On board Air India One, Mayankote Kelath Narayanan would regale officials and journalists with stories and scandals from his long years in the country’s elite intelligence setups. Listeners would latch on to every word he said and repeat it verbatim to the world at large with utmost confidence. Such was his aura. Today, things are different for the country’s mightiest spymaster known as Mike in intelligence circles. The Central Bureau of Investigation, or CBI, has questioned the 80-year-old on the ill-fated Rs 3,600-crore AgustaWestland helicopter deal in which kickbacks are alleged to have been paid. These machines were meant for VVIPs and Narayanan, as the National Security Advisor, or NSA, had cleared their purchase in 2005. Narayanan resigned as West Bengal’s governor soon after he was quizzed by CBI sleuths.
As NSA, Narayanan drew his strength from his loyal band of IPS officers. For many of them, he is a “father-like” figure. Naturally, those who are not within his circle say he is biased. “It was an open secret in the murky world of intelligence officers that either they were his men or not. Many continue to swear allegiance to him and in turn have got plum postings,” says a top bureaucrat. “Some became chiefs of the Intelligence Bureau (IB, used for internal intelligence) and of Research & Analysis Wing (R&AW, used for overseas intelligence),” says SD Pradhan, Narayanan’s deputy in the National Security Council, the working office of NSA that collates intelligence from IB and R&AW before processing it for the prime minister. “There used to be a lot of rumours that Narayanan has a liking for officers from Kerala and important positions are given to them. But it is not true; he preferred efficiency over everything else.”

INSTRUCTIONS:
A - In the article about Narayanan, what name is he known by in intelligence circles?
B - Decide whether each statement agrees with the article about Narayanan. Answer yes or no, and quote the words from the article that decide it.
(i) Narayanan cleared the purchase of the helicopters in 2005 while serving as National Security Advisor.
(ii) Narayanan resigned as governor of Kerala after the CBI questioned him.
(iii) The Research & Analysis Wing handles internal intelligence.
C - Carry on the article about Narayanan, starting after its last sentence.

DATA BLOCK:

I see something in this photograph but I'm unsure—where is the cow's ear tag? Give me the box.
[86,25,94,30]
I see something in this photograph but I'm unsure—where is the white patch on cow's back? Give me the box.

OUTPUTS FOR THE TASKS:
A - Mike

B -
(i) Yes: "Narayanan, as the National Security Advisor, or NSA, had cleared their purchase in 2005"
(ii) No: "Narayanan resigned as West Bengal’s governor soon after he was quizzed by CBI sleuths"
(iii) No: "Research & Analysis Wing (R&AW, used for overseas intelligence)"

C -
An economics graduate from Madras University, Narayanan was deputed to IB in 1959. His ascent to the top was steady and he did two stints as the IB director: first from 1987 to 1989 and then from 1991 to 1992. It was during his second tenure that Rajiv Gandhi was assassinated by a Sri Lankan Tamil suicide squad. Despite this, he is said to be close to the Gandhi family. Those who worked with Narayanan have nice things to say about him. “He was a dynamic and powerful IB director because he was close to former prime ministers and that’s why he got two stints,” says RN Ravi, who retired as special director of IB and briefly worked with Narayanan. “He is a top class officer and extremely alert to the current situation. He is a workaholic and likes perfection. He is regarded as an expert on communism and China,” says former IB Director PC Haldar.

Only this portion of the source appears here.